→ **Set problem**: Would you restate, exactly as they appear, the lines from the one containing "the distant high-rise" through the end of the data below?
----- Data for this task
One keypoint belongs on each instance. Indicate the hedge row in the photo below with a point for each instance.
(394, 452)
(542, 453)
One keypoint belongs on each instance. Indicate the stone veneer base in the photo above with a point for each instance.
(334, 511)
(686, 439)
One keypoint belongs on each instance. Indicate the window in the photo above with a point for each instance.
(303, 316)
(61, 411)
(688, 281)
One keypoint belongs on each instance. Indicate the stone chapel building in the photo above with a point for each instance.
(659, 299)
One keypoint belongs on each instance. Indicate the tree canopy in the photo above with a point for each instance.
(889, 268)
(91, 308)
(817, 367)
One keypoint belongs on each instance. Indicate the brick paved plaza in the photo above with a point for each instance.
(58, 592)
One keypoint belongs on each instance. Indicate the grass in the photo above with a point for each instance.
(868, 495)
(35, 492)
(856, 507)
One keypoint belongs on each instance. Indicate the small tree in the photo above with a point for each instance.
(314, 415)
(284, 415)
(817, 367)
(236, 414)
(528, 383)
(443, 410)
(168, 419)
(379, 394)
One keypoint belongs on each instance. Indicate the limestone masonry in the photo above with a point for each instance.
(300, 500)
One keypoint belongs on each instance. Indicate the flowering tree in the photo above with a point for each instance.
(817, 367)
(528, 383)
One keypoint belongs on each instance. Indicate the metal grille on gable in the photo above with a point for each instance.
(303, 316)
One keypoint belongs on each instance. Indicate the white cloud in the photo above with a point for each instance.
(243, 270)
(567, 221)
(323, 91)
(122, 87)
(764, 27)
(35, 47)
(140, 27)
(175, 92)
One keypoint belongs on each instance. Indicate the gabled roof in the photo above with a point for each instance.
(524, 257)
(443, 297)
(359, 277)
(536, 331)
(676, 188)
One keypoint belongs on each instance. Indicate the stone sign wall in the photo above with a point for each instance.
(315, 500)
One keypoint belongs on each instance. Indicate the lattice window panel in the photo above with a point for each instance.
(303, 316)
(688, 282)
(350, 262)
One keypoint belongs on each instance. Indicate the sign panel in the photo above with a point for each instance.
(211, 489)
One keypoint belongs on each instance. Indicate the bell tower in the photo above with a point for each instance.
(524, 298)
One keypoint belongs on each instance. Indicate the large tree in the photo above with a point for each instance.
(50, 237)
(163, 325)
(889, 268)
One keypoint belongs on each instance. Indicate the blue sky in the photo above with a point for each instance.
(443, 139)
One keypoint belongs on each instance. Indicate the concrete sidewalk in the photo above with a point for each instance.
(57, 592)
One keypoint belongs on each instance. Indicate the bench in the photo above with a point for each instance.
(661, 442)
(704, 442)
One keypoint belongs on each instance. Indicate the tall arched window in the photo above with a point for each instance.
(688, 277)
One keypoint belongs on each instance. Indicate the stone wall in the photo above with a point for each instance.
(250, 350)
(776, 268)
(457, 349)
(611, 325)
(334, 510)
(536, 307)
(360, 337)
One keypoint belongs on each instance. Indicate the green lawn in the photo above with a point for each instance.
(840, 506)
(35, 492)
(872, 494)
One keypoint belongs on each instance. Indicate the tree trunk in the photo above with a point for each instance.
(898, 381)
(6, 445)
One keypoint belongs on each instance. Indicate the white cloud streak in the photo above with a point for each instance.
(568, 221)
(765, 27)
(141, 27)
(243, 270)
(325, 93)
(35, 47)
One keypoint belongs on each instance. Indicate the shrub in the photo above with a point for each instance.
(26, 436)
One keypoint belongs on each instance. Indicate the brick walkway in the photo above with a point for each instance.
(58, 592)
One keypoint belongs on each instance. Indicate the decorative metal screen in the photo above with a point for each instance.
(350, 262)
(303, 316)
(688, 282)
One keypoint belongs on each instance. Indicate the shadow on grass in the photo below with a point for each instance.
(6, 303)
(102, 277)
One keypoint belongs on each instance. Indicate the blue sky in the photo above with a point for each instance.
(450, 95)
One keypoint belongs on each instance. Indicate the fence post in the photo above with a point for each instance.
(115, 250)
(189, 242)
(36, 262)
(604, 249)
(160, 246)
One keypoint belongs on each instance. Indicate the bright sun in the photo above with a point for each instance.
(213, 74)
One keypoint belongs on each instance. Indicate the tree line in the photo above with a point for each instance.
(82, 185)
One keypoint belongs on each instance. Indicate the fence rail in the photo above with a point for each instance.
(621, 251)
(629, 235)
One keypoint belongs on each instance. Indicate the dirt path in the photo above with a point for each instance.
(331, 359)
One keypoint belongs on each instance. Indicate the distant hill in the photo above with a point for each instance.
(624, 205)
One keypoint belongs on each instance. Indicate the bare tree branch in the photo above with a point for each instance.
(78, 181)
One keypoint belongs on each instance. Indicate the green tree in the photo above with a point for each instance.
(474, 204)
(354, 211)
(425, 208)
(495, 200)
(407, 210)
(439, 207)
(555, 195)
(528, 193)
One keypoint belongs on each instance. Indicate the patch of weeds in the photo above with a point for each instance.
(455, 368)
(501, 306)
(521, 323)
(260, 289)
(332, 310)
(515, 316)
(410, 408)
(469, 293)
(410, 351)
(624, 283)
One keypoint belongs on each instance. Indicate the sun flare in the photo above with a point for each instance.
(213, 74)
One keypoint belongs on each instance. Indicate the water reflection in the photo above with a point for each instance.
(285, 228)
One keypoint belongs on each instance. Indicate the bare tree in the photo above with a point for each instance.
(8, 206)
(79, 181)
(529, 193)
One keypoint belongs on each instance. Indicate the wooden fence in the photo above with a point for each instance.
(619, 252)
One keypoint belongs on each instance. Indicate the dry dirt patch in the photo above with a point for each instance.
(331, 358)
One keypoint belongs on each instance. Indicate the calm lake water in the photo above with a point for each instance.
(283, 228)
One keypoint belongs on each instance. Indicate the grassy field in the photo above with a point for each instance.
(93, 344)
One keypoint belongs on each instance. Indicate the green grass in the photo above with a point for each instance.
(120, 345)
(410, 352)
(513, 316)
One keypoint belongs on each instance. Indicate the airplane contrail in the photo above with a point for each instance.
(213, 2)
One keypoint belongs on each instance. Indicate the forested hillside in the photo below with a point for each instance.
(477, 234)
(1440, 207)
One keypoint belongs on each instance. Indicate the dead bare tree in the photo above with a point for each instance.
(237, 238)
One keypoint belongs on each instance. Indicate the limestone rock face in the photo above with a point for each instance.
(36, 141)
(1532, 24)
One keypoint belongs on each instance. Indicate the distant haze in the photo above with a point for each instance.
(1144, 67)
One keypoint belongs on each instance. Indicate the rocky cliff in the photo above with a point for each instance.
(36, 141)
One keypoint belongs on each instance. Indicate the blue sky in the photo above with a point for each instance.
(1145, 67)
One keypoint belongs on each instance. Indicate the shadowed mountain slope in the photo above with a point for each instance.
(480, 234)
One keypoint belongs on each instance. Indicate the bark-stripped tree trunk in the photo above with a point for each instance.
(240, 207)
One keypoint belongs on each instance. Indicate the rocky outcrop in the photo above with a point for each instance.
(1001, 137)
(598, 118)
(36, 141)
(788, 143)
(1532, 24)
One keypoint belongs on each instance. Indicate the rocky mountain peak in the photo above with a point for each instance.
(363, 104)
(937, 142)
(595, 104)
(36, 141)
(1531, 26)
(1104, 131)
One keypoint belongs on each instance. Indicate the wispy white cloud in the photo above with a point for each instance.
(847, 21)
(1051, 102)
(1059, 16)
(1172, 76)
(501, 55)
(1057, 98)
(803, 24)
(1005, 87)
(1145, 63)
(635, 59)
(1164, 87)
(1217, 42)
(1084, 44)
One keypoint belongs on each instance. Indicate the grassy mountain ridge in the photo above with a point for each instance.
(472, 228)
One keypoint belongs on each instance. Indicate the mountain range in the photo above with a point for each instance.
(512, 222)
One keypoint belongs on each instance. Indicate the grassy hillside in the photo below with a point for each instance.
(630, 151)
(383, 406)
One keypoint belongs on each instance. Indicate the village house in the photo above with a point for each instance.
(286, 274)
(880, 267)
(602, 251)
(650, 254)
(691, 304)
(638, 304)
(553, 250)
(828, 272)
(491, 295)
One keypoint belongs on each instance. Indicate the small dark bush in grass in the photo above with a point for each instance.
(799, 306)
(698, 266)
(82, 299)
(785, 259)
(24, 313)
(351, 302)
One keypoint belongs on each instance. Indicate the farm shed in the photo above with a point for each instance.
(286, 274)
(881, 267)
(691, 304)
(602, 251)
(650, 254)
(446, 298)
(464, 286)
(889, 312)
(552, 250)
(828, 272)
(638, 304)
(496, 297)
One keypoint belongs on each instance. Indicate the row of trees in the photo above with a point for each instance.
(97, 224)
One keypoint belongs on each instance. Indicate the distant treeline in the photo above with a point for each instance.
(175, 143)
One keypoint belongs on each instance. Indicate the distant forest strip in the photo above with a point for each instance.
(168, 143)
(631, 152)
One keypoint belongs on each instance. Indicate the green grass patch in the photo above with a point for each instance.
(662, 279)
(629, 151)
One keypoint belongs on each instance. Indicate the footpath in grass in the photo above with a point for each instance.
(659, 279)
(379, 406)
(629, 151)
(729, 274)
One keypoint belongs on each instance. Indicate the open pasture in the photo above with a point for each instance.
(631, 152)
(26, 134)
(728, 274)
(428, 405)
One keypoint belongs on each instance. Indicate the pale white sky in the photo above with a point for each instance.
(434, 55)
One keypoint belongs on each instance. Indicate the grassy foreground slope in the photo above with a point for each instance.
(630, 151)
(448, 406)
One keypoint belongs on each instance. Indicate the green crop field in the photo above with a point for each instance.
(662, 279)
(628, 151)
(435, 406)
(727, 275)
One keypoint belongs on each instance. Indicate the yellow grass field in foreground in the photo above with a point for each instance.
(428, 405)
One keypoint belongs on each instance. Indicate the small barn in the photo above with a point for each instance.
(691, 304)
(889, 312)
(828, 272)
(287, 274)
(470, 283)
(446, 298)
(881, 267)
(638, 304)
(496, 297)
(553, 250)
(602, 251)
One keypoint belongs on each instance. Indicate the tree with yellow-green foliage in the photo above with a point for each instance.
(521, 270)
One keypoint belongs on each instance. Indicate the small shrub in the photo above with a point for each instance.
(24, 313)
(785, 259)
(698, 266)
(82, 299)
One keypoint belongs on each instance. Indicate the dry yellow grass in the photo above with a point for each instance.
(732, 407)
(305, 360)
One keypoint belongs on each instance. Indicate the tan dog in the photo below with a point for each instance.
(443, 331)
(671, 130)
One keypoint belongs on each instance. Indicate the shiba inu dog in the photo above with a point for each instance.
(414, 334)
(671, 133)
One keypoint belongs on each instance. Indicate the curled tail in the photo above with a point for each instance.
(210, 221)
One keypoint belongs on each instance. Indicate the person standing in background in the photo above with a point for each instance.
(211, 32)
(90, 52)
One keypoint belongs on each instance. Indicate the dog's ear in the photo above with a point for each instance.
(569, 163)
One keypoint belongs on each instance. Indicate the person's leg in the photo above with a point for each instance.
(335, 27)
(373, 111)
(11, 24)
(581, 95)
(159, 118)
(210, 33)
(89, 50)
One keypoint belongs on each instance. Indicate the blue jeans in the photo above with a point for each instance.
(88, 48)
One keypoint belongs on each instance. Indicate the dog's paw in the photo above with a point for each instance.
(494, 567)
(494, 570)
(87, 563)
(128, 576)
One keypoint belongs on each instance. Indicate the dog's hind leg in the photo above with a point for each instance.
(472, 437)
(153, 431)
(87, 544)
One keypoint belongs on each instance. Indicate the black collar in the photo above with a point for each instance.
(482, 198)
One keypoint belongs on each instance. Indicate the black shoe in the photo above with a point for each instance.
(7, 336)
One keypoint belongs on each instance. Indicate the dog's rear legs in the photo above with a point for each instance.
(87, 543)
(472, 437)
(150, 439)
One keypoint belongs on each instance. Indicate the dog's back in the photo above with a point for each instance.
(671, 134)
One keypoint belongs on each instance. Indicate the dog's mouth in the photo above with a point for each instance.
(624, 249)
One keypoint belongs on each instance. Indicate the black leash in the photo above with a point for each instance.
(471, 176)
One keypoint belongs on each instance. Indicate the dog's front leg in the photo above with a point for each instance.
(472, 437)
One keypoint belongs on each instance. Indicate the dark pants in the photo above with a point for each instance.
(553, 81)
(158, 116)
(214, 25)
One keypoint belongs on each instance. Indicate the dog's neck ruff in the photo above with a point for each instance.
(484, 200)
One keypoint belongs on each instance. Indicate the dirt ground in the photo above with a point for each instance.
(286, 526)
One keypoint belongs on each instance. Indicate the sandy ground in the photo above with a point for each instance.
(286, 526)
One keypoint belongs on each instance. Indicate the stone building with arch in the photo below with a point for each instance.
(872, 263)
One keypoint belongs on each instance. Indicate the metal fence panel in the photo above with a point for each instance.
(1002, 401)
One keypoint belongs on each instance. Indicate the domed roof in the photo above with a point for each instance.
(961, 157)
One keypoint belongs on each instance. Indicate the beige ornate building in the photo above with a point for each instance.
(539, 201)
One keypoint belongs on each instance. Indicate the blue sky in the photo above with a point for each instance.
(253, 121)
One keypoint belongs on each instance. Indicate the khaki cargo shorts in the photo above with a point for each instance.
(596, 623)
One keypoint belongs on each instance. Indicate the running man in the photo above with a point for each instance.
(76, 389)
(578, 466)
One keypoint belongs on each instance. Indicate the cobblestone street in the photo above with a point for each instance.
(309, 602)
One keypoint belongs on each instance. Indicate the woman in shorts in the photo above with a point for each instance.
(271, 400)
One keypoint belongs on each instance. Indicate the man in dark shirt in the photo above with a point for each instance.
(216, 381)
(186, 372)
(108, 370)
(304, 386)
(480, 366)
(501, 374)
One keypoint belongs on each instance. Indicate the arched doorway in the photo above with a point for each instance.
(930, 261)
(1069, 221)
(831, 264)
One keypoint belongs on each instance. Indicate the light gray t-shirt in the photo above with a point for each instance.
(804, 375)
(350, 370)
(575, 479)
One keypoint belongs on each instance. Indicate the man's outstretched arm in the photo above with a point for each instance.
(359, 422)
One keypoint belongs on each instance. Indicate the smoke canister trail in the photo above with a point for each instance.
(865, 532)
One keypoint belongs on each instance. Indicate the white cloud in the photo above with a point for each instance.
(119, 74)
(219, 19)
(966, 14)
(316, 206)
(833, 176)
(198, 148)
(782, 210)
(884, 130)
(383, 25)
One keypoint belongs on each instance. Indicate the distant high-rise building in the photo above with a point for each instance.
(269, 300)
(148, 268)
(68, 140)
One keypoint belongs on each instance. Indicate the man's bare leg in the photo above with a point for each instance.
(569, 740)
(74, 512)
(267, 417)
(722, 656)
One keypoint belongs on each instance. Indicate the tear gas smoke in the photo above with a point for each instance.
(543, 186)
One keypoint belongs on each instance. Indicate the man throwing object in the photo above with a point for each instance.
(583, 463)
----------
→ **Exercise solution**:
One keypoint belongs on each instance. Indicate the distant high-rise building in the photo above with a point for each instance.
(269, 300)
(148, 268)
(68, 140)
One keypoint belongs on each instance. Indicate the man's bare leg in the photo above with a point for each instance.
(569, 740)
(74, 512)
(267, 417)
(722, 656)
One keypoint belongs on each instance. Indicate the tear gas smoke in the photo above with a point for each instance.
(543, 186)
One keypoint belongs on each instance. Indicate the man throwing object in the photo above with a point for each instance.
(583, 463)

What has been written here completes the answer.